Dataset entries:
......

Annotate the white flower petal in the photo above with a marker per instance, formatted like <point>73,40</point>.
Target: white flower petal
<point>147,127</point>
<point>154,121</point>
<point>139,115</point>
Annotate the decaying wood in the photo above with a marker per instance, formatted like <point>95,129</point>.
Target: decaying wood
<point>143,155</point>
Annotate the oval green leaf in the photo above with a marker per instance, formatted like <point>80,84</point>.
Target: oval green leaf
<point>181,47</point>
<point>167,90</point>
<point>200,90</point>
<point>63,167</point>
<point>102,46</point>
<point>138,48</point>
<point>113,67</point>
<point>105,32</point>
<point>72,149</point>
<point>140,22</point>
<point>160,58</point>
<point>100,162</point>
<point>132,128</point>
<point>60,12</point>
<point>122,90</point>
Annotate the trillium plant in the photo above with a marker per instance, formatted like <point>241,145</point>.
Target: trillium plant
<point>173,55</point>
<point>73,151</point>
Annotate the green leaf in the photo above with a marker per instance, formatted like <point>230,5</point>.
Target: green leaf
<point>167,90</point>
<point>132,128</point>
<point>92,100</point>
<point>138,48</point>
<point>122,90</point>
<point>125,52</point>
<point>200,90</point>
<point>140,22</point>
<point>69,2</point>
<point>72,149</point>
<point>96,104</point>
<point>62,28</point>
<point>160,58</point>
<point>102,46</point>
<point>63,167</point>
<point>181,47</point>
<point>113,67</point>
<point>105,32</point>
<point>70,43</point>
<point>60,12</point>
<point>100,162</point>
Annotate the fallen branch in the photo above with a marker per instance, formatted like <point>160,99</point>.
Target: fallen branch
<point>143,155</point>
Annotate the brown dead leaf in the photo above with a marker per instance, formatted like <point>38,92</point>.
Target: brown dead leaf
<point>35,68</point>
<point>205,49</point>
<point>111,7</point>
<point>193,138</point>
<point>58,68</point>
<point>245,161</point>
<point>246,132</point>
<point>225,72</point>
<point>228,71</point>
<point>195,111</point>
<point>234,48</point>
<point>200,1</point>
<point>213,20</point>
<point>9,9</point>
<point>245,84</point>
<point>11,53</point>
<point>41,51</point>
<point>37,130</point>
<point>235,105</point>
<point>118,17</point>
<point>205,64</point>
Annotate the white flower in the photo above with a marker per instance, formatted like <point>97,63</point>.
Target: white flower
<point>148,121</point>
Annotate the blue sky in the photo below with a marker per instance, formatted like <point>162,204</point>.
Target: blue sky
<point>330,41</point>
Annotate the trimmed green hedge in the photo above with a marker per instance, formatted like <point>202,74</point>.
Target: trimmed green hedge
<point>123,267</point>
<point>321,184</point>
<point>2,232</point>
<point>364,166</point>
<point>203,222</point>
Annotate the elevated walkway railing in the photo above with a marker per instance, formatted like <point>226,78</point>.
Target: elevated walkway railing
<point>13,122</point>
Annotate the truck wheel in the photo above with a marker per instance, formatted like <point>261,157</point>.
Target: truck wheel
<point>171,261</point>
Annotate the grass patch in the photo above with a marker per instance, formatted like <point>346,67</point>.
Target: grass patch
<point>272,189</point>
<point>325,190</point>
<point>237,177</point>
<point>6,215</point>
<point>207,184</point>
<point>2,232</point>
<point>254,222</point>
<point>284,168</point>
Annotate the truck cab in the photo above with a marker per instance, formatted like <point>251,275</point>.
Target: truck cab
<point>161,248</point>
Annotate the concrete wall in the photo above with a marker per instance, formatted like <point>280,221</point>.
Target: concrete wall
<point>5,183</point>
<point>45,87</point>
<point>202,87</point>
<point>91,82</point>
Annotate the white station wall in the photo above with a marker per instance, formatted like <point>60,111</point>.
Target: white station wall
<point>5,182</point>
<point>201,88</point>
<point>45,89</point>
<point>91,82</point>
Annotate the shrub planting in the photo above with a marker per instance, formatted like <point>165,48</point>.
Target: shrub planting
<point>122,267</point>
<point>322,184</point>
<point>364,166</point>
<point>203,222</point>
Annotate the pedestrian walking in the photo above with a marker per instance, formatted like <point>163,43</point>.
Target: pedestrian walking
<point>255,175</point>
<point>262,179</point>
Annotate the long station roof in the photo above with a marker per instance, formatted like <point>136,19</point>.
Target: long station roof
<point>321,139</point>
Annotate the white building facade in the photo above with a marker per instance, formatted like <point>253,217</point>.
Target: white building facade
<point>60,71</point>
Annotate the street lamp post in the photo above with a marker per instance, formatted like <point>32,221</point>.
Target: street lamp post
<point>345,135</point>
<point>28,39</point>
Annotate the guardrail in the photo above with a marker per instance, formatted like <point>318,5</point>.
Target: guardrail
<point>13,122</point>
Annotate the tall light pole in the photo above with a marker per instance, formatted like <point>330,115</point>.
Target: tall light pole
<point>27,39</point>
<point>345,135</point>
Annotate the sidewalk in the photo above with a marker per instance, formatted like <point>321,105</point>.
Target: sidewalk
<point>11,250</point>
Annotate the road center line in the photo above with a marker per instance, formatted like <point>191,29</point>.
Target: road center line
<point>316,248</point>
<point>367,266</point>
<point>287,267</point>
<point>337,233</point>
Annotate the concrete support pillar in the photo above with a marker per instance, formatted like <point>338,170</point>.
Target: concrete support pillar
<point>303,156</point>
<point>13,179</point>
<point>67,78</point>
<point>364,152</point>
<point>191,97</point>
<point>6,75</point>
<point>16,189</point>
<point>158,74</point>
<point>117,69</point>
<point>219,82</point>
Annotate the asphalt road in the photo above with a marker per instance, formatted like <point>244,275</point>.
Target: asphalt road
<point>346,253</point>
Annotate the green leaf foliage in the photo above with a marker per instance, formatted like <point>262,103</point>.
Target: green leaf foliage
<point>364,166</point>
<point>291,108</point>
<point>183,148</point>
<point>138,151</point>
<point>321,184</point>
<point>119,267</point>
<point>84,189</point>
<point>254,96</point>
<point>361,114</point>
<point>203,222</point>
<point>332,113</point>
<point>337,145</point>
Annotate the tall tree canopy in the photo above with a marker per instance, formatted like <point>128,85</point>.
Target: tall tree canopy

......

> GIVEN INSTRUCTION: Give the lines above as a numbered list, beginning at the line that contains "Annotate the trillium" and stopping after the line that contains "<point>73,151</point>". Leave out any blank lines.

> RESPONSE TO THE TASK:
1. Annotate the trillium plant in the photo above with a marker per instance, formatted like <point>241,145</point>.
2. Target: trillium plant
3. <point>173,55</point>
4. <point>73,151</point>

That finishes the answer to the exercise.